Dataset entries:
::::::::::

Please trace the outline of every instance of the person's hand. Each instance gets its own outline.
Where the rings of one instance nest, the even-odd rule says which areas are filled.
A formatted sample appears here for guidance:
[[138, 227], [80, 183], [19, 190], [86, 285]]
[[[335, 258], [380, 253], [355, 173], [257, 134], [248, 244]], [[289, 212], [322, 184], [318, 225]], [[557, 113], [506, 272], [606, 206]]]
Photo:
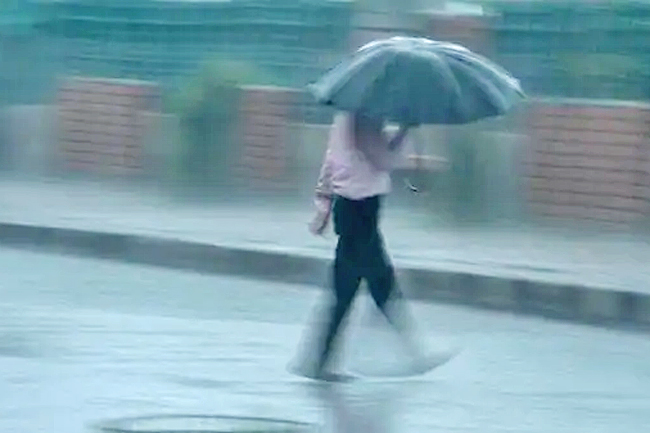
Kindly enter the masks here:
[[309, 223], [309, 232], [314, 236], [322, 236], [329, 223], [330, 212], [318, 211]]

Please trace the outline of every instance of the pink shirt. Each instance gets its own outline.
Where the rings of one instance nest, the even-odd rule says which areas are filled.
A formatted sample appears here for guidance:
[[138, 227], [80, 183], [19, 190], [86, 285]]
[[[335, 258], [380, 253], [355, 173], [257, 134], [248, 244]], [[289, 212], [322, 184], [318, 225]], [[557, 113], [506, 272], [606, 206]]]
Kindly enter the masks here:
[[335, 195], [360, 200], [389, 193], [390, 172], [399, 161], [400, 152], [390, 151], [383, 135], [355, 144], [352, 116], [337, 114], [316, 186], [316, 205], [326, 212]]

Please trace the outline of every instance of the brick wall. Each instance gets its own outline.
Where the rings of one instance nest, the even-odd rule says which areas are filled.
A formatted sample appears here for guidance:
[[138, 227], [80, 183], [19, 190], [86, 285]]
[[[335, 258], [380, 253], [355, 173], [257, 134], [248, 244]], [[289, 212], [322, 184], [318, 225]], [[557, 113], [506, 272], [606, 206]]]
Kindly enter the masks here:
[[650, 203], [650, 108], [536, 103], [530, 202], [543, 216], [633, 224]]
[[240, 107], [238, 183], [255, 189], [289, 187], [288, 124], [300, 92], [278, 87], [244, 88]]
[[141, 173], [145, 112], [157, 111], [155, 84], [72, 77], [59, 89], [63, 169], [93, 174]]

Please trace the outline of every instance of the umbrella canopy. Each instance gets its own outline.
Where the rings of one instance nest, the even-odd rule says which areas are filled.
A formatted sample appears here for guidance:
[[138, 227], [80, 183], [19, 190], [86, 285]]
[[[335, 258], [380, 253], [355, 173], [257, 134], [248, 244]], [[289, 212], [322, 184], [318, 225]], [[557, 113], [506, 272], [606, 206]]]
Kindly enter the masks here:
[[339, 110], [411, 125], [501, 116], [524, 97], [518, 80], [467, 48], [408, 37], [363, 46], [309, 89]]

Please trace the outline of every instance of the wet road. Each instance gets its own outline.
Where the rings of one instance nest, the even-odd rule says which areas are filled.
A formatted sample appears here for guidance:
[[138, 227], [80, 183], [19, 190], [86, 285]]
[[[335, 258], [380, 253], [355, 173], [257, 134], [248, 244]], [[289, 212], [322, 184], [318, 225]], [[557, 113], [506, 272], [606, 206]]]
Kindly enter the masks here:
[[[157, 412], [322, 418], [322, 402], [285, 371], [318, 290], [0, 250], [0, 294], [0, 432], [77, 433], [97, 419]], [[392, 407], [398, 432], [650, 425], [647, 336], [413, 309], [431, 344], [463, 351], [418, 380], [354, 385], [346, 404], [360, 414]], [[394, 361], [389, 334], [355, 329], [350, 362]]]

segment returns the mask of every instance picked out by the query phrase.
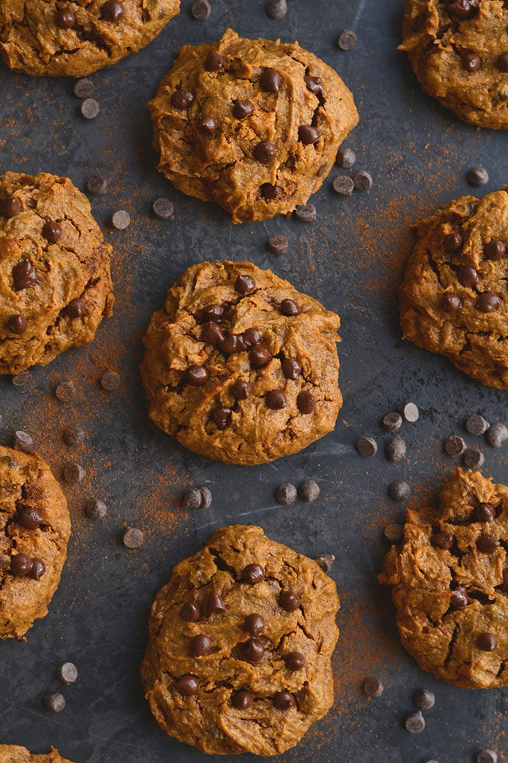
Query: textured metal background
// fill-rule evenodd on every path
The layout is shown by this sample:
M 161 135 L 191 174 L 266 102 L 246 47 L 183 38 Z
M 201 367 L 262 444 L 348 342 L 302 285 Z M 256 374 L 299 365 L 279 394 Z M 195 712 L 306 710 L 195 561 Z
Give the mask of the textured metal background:
M 502 186 L 506 134 L 462 124 L 420 91 L 406 56 L 395 50 L 401 0 L 289 0 L 281 21 L 266 16 L 265 0 L 211 5 L 210 18 L 197 21 L 189 14 L 191 0 L 182 0 L 179 16 L 151 45 L 94 75 L 101 113 L 92 121 L 78 114 L 72 81 L 30 78 L 0 67 L 2 171 L 46 170 L 68 175 L 83 189 L 95 172 L 109 179 L 108 195 L 94 198 L 92 205 L 114 246 L 117 296 L 114 317 L 89 348 L 34 369 L 28 388 L 0 380 L 1 441 L 9 444 L 14 430 L 25 430 L 59 475 L 72 456 L 61 431 L 72 421 L 87 431 L 77 460 L 88 472 L 79 487 L 64 486 L 73 533 L 49 615 L 28 633 L 27 643 L 0 644 L 0 742 L 34 752 L 53 744 L 77 763 L 207 759 L 166 737 L 143 699 L 138 668 L 149 607 L 172 565 L 196 551 L 216 527 L 256 523 L 310 556 L 334 553 L 331 575 L 342 600 L 334 707 L 278 759 L 464 763 L 482 745 L 506 752 L 506 692 L 455 689 L 421 671 L 400 646 L 389 594 L 376 582 L 387 549 L 382 529 L 403 516 L 403 507 L 387 496 L 389 483 L 409 478 L 411 504 L 417 505 L 436 494 L 453 468 L 442 441 L 461 430 L 466 414 L 481 413 L 492 422 L 506 415 L 506 392 L 482 387 L 443 359 L 400 340 L 395 298 L 410 248 L 410 224 L 468 192 L 469 166 L 483 163 L 488 169 L 490 182 L 482 191 Z M 338 197 L 331 190 L 334 169 L 312 199 L 318 211 L 313 224 L 279 217 L 233 227 L 218 207 L 188 198 L 157 172 L 146 101 L 178 43 L 214 40 L 228 25 L 247 37 L 297 39 L 337 69 L 360 112 L 345 145 L 356 151 L 355 169 L 374 176 L 368 194 Z M 345 28 L 359 38 L 349 53 L 336 46 Z M 161 195 L 174 201 L 173 221 L 150 213 L 151 202 Z M 124 231 L 114 231 L 109 223 L 119 208 L 132 217 Z M 275 233 L 289 239 L 285 256 L 266 252 L 266 240 Z M 150 424 L 140 383 L 140 336 L 168 285 L 193 262 L 225 258 L 271 268 L 342 320 L 345 401 L 336 431 L 297 456 L 262 467 L 227 466 L 185 451 Z M 122 375 L 115 392 L 98 384 L 106 368 Z M 67 405 L 53 391 L 65 378 L 79 388 Z M 420 406 L 420 420 L 402 430 L 407 459 L 390 464 L 382 455 L 387 437 L 379 420 L 408 400 Z M 375 459 L 355 451 L 364 434 L 378 439 Z M 507 449 L 485 445 L 484 473 L 508 481 Z M 277 485 L 310 478 L 321 487 L 316 503 L 275 504 Z M 213 493 L 211 507 L 188 515 L 178 505 L 182 492 L 204 485 Z M 90 496 L 107 502 L 103 521 L 85 517 Z M 126 524 L 144 531 L 142 548 L 122 546 Z M 79 678 L 62 687 L 55 670 L 64 660 L 76 662 Z M 382 678 L 381 698 L 362 694 L 368 674 Z M 435 691 L 436 704 L 426 713 L 425 731 L 415 736 L 401 723 L 420 687 Z M 66 707 L 51 715 L 43 698 L 60 689 Z

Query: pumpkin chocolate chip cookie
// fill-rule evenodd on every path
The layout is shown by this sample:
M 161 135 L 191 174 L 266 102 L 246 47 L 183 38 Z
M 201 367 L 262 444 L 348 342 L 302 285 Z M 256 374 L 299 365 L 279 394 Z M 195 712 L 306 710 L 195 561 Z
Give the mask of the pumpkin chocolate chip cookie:
M 144 47 L 179 8 L 180 0 L 2 0 L 2 58 L 14 72 L 81 77 Z
M 335 426 L 339 319 L 250 262 L 194 265 L 144 337 L 154 423 L 226 463 L 296 453 Z
M 70 519 L 38 456 L 0 446 L 0 639 L 24 640 L 47 614 L 67 553 Z
M 469 688 L 508 685 L 508 488 L 458 469 L 439 510 L 407 510 L 391 585 L 400 639 L 420 668 Z
M 92 342 L 111 314 L 111 251 L 68 178 L 0 176 L 0 374 Z
M 463 196 L 415 228 L 399 288 L 404 338 L 508 389 L 508 188 Z
M 275 755 L 333 702 L 335 584 L 260 527 L 223 527 L 157 594 L 141 675 L 159 725 L 212 754 Z
M 405 0 L 402 44 L 420 85 L 466 122 L 508 130 L 508 5 Z
M 230 29 L 180 48 L 149 108 L 159 169 L 233 223 L 305 204 L 358 122 L 352 94 L 313 53 Z

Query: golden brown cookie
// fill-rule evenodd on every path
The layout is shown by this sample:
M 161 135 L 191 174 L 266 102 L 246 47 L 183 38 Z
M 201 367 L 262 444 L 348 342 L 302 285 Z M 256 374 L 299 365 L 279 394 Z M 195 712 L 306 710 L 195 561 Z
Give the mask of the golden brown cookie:
M 180 0 L 2 0 L 0 46 L 14 72 L 81 77 L 147 45 Z
M 335 584 L 260 527 L 223 527 L 152 607 L 141 675 L 159 725 L 204 752 L 275 755 L 333 702 Z
M 407 514 L 379 576 L 404 646 L 455 686 L 508 685 L 508 488 L 458 469 L 437 510 Z
M 331 431 L 339 316 L 250 262 L 193 265 L 144 337 L 152 420 L 185 447 L 262 464 Z
M 508 5 L 405 0 L 403 42 L 420 85 L 465 122 L 508 129 Z
M 35 454 L 0 446 L 0 639 L 47 614 L 67 555 L 67 502 Z
M 233 223 L 305 204 L 358 123 L 352 94 L 313 53 L 230 29 L 180 48 L 149 108 L 159 169 Z
M 92 342 L 111 314 L 111 252 L 69 178 L 0 177 L 0 373 Z
M 0 763 L 72 763 L 62 758 L 54 747 L 47 755 L 32 755 L 26 747 L 18 745 L 0 745 Z
M 508 187 L 463 196 L 415 230 L 399 288 L 404 338 L 508 389 Z

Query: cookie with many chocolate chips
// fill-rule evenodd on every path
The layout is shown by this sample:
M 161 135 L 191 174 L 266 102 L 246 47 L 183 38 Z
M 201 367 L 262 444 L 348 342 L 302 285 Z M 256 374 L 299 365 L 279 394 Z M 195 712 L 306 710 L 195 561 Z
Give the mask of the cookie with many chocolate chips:
M 67 555 L 67 502 L 34 453 L 0 446 L 0 639 L 47 614 Z
M 415 230 L 399 288 L 404 338 L 508 389 L 508 187 L 463 196 Z
M 420 668 L 469 688 L 508 685 L 508 488 L 452 475 L 439 508 L 407 510 L 384 560 L 404 646 Z
M 88 344 L 111 314 L 111 247 L 68 178 L 0 177 L 0 373 Z
M 152 420 L 226 463 L 296 453 L 335 426 L 339 316 L 250 262 L 193 265 L 144 337 Z
M 223 527 L 157 594 L 141 666 L 159 725 L 213 754 L 275 755 L 333 702 L 335 584 L 260 527 Z
M 81 77 L 144 47 L 179 8 L 180 0 L 2 0 L 2 56 L 14 72 Z
M 420 85 L 466 122 L 508 129 L 504 0 L 405 0 L 403 42 Z
M 340 77 L 297 43 L 185 45 L 149 104 L 159 169 L 233 223 L 304 204 L 358 122 Z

::::::::::

Exercise goal: Copy out the stretch of the listing above from the line containing "Query: pumpkin chocolate chip cookie" through the line containing "M 335 426 L", both lines included, without changing a character.

Task solution:
Query: pumpkin chocolate chip cookie
// fill-rule evenodd on every path
The layout is shown by this sample:
M 161 135 L 191 174 L 266 102 L 246 47 L 183 38 Z
M 201 367 L 262 444 L 348 342 L 302 285 Z M 256 374 L 299 365 L 279 394 Z M 195 712 L 306 710 L 195 561 Z
Give the mask of the pumpkin chocolate chip cookie:
M 144 47 L 179 8 L 180 0 L 2 0 L 2 58 L 14 72 L 81 77 Z
M 335 426 L 339 319 L 250 262 L 194 265 L 144 337 L 154 423 L 226 463 L 296 453 Z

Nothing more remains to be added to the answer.